▶ **ABOUT THIS TASK**:
From the first line of the material below through the line containing "like point(493, 103).", print every line exactly as it stands, but no pictures.

▶ **INFORMATION SHOWN**:
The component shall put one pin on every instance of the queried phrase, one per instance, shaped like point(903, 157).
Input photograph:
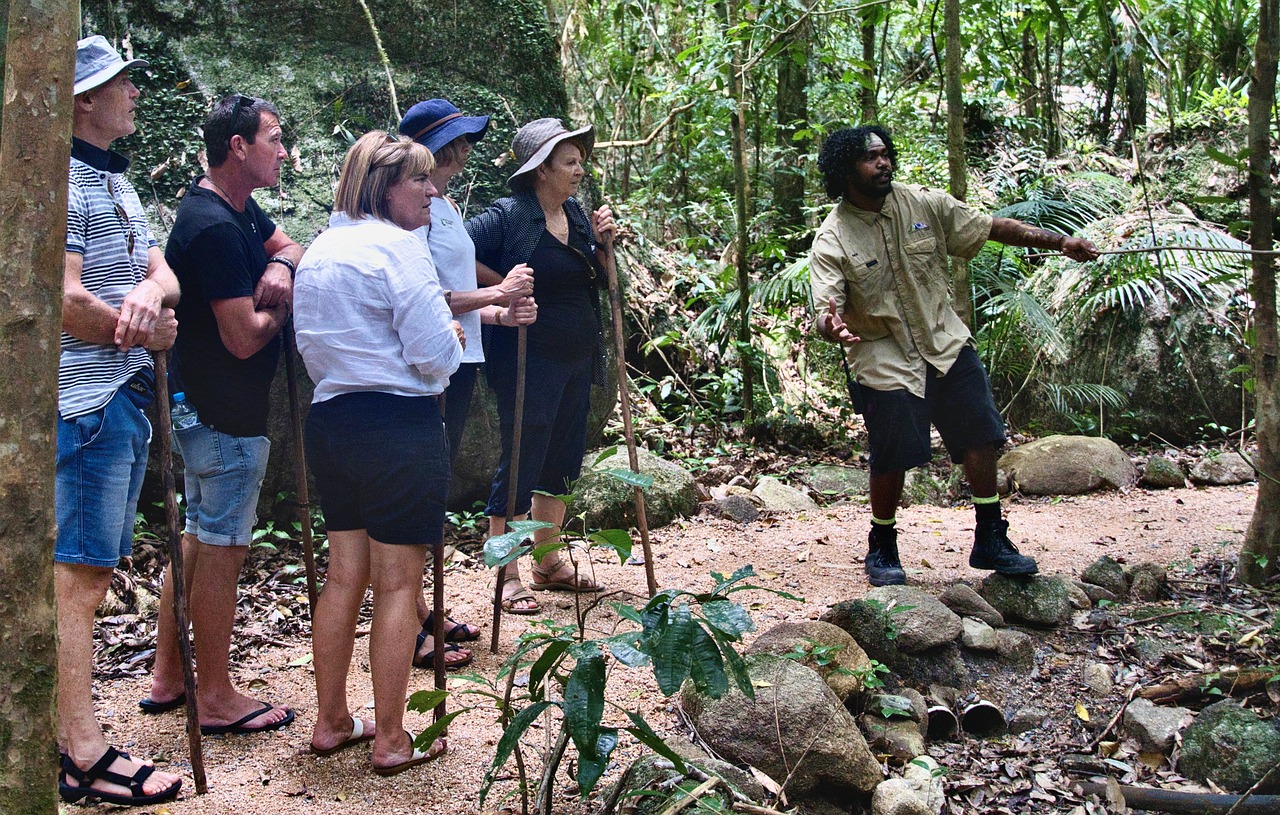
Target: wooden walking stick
point(176, 575)
point(512, 472)
point(300, 467)
point(611, 268)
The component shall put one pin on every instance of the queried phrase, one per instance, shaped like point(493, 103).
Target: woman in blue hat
point(442, 128)
point(543, 227)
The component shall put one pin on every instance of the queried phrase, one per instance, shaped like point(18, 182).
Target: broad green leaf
point(672, 654)
point(707, 667)
point(630, 477)
point(640, 729)
point(728, 617)
point(423, 741)
point(423, 701)
point(589, 769)
point(510, 738)
point(544, 664)
point(617, 540)
point(584, 704)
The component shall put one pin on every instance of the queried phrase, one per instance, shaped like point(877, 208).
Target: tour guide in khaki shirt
point(882, 289)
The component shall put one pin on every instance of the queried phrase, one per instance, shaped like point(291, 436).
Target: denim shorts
point(223, 477)
point(380, 465)
point(958, 403)
point(101, 461)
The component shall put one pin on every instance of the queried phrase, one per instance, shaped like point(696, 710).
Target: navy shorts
point(380, 465)
point(958, 403)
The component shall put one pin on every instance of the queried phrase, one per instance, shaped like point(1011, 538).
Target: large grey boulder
point(1223, 470)
point(1109, 573)
point(846, 663)
point(611, 504)
point(1037, 599)
point(778, 497)
point(1230, 746)
point(1162, 474)
point(836, 480)
point(919, 619)
point(961, 599)
point(1068, 466)
point(1152, 726)
point(794, 726)
point(876, 630)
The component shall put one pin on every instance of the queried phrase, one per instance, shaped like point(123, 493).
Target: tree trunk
point(1261, 550)
point(961, 298)
point(35, 147)
point(792, 115)
point(867, 96)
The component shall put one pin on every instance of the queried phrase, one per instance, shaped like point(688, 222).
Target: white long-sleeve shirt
point(370, 314)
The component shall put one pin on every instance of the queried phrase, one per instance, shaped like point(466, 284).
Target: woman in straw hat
point(440, 127)
point(542, 224)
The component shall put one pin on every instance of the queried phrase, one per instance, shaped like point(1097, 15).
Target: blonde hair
point(374, 164)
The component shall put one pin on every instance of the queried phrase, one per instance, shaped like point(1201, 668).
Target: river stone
point(1230, 746)
point(869, 626)
point(649, 786)
point(961, 599)
point(1068, 466)
point(836, 480)
point(794, 726)
point(1221, 470)
point(897, 797)
point(920, 619)
point(1109, 573)
point(1152, 726)
point(848, 665)
point(978, 635)
point(1162, 474)
point(609, 503)
point(736, 508)
point(1037, 599)
point(778, 497)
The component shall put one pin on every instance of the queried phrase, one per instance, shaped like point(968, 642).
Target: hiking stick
point(176, 571)
point(611, 266)
point(300, 467)
point(512, 472)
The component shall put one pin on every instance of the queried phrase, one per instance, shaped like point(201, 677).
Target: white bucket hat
point(97, 63)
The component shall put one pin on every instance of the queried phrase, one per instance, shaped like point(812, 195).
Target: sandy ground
point(816, 555)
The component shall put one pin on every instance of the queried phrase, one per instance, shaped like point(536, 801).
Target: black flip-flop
point(149, 705)
point(429, 660)
point(451, 632)
point(237, 728)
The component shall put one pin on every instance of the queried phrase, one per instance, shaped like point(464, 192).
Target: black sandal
point(453, 630)
point(101, 772)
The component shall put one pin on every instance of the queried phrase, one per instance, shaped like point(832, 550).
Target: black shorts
point(958, 403)
point(380, 465)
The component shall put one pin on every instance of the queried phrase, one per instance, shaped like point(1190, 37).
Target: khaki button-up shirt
point(888, 275)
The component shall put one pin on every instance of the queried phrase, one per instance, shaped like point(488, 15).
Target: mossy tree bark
point(35, 147)
point(1260, 557)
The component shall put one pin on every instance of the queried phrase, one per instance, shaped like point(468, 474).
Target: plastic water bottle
point(182, 413)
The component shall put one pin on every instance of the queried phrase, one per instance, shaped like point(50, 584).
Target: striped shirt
point(103, 210)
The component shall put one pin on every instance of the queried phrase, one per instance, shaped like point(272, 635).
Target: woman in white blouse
point(379, 343)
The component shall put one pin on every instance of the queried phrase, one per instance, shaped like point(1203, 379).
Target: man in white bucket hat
point(117, 306)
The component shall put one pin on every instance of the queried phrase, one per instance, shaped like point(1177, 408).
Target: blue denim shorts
point(223, 477)
point(101, 461)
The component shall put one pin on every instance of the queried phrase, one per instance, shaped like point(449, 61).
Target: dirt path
point(816, 555)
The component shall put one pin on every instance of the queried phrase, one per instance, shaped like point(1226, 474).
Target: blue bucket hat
point(437, 122)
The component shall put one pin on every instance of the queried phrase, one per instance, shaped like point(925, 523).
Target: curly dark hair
point(842, 149)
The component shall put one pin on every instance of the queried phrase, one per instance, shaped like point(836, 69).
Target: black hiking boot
point(995, 552)
point(883, 568)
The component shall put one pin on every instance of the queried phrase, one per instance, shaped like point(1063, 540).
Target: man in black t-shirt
point(236, 268)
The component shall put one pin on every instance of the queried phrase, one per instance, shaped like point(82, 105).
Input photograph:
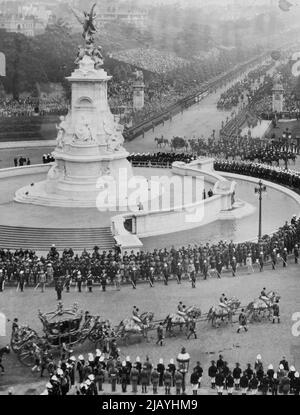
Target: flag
point(2, 64)
point(284, 5)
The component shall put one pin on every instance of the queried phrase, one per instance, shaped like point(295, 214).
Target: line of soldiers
point(25, 268)
point(87, 376)
point(285, 380)
point(91, 375)
point(276, 174)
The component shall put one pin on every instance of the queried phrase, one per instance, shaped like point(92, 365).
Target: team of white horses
point(259, 309)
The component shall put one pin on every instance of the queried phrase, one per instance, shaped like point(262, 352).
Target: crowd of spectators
point(243, 91)
point(244, 148)
point(273, 173)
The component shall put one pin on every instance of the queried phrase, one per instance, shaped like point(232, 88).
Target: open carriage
point(61, 327)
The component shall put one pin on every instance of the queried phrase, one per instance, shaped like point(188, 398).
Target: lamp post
point(183, 360)
point(260, 190)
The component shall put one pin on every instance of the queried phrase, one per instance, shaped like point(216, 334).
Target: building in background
point(26, 25)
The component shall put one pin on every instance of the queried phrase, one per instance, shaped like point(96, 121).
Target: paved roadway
point(200, 119)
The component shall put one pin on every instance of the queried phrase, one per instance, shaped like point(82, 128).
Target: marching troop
point(98, 373)
point(25, 268)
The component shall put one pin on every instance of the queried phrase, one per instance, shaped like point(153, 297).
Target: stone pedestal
point(138, 95)
point(277, 97)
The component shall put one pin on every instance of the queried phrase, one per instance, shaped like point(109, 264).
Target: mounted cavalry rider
point(136, 315)
point(180, 306)
point(223, 301)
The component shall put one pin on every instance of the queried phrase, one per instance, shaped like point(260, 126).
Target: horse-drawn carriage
point(61, 328)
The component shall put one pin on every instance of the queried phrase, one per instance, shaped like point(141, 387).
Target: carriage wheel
point(26, 355)
point(14, 346)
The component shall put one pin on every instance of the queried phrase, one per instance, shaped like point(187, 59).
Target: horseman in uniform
point(274, 258)
point(223, 302)
point(135, 315)
point(263, 295)
point(276, 312)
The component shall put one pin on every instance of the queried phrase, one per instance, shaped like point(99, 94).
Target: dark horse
point(3, 350)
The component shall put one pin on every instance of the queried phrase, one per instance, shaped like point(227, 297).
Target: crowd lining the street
point(99, 373)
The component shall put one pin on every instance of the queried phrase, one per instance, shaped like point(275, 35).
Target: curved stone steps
point(41, 239)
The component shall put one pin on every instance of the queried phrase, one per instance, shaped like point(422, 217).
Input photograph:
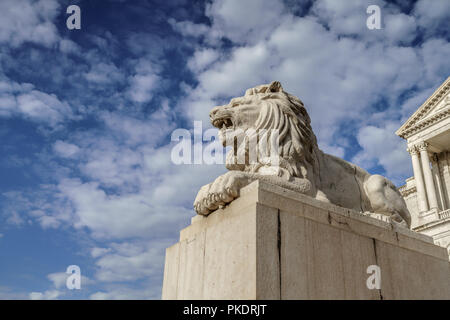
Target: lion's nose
point(213, 112)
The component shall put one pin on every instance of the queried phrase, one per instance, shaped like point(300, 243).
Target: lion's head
point(267, 108)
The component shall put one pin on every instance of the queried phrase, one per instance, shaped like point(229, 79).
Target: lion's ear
point(275, 86)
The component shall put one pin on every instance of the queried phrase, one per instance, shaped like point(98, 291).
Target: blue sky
point(86, 117)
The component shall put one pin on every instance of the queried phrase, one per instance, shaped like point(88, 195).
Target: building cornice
point(414, 123)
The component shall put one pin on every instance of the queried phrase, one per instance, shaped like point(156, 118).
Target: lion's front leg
point(220, 192)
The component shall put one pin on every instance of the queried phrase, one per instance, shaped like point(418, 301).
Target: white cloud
point(46, 295)
point(98, 252)
point(245, 21)
point(65, 150)
point(344, 72)
point(25, 101)
point(202, 58)
point(384, 148)
point(432, 15)
point(28, 21)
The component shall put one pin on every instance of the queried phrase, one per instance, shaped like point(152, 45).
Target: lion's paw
point(220, 192)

▶ **ANSWER SECTION**:
The component shall put one pin on every instance of the queried phrase, one per instance, shaped like point(903, 157).
Input photograph:
Target: wooden walking stick
point(176, 575)
point(512, 472)
point(300, 467)
point(611, 268)
The component shall put one pin on every instance of the queried phrase, one per instance, shaped like point(493, 103).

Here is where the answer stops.